• **Text provided**:
--

Finally, the scene ends on this idea of resonance and echoes. Mamiya taunts Shibazaki with his irrelevance–how the voice of a single detective will amount to nothing, drowned out by the noise of the storm Mamiya will summon. But Shibazaki will continue to shout. He’ll speak for the 26 unnamed children. He’ll shout as loudly as Sphinx. The public will hear him, and they will repeat his words. A nation of misfits echoing his compassion, dethroning its king. This is the way people can resonate with each other. That’s hope. That’s von.
-There have been all sorts of character parallels drawn throughout the show, but the connection between Five and Shibazaki was never as strong as in this episode.
-I wish we could have spent a little more time exploring Five’s relationship with Nine, because as it is, her demise comes very abruptly. I do really like, however, the way her presence on the show is bookended by flames. She and the boys are volatile people, treated as subhuman and ready to explode at any time, but even they cling to the hope of what needs to be done. Perhaps Nine and Twelve will be bookended more quietly by snow.

--

(Stored data)

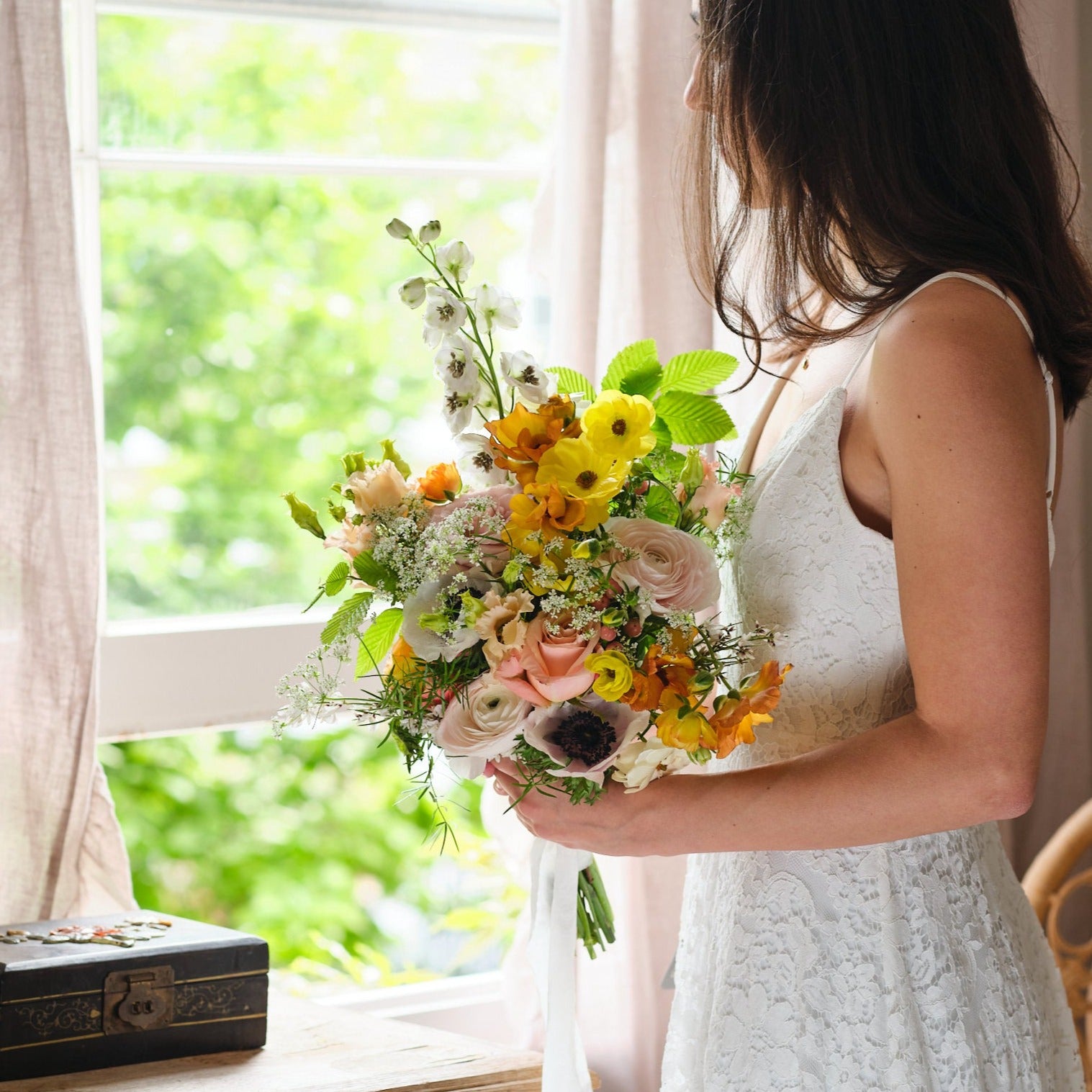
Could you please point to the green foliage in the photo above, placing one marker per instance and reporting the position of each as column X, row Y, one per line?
column 316, row 844
column 697, row 371
column 378, row 640
column 570, row 382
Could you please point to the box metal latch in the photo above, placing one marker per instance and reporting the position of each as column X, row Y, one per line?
column 137, row 1001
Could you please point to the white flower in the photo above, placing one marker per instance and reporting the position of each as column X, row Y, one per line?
column 644, row 760
column 458, row 410
column 412, row 292
column 454, row 258
column 456, row 365
column 521, row 371
column 496, row 308
column 445, row 314
column 475, row 460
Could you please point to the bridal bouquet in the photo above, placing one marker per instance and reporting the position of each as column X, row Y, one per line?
column 544, row 597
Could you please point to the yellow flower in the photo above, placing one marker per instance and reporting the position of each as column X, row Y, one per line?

--

• **Activities**:
1: In the episode commentary, why does the writer wish more time had been spent on Five's relationship with Nine? Answer in one to three sentences.
2: Write the next part of the episode commentary, continuing after its last sentence.

• **Responses per task**:
1: The writer wishes the show had explored Five's relationship with Nine more because, as it stands, her demise comes very abruptly.

2:
-Twelve’s relationship with Lisa continues to be tragic, as much as he tries to deny it. Lisa can see through his front, though. In the middle of the amusement park, he stands at the epicenter, while she hesitates to step forward and join him. Sure enough, at the end of the episode, she’s by herself once again.
-Twelve tries to defuse the situation by once again giving Lisa a stuffed animal. This one isn’t full of dynamite, but it’s just as charged with emotion. The Dutch angle further communicates the growing sense of unease as Lisa begs Twelve to go help Nine.
-While overall I think Terror in Resonance has been a great, provocative series, there’s a lot riding on its last episode. I have the hope that it will tie itself together, but as it is, I’ve had fun watching the show and writing about it (mostly) weekly. It’s forced me to think about and research a lot of things I would not have otherwise, and it’s definitely been a highlight of the summer. Thanks for reading these posts.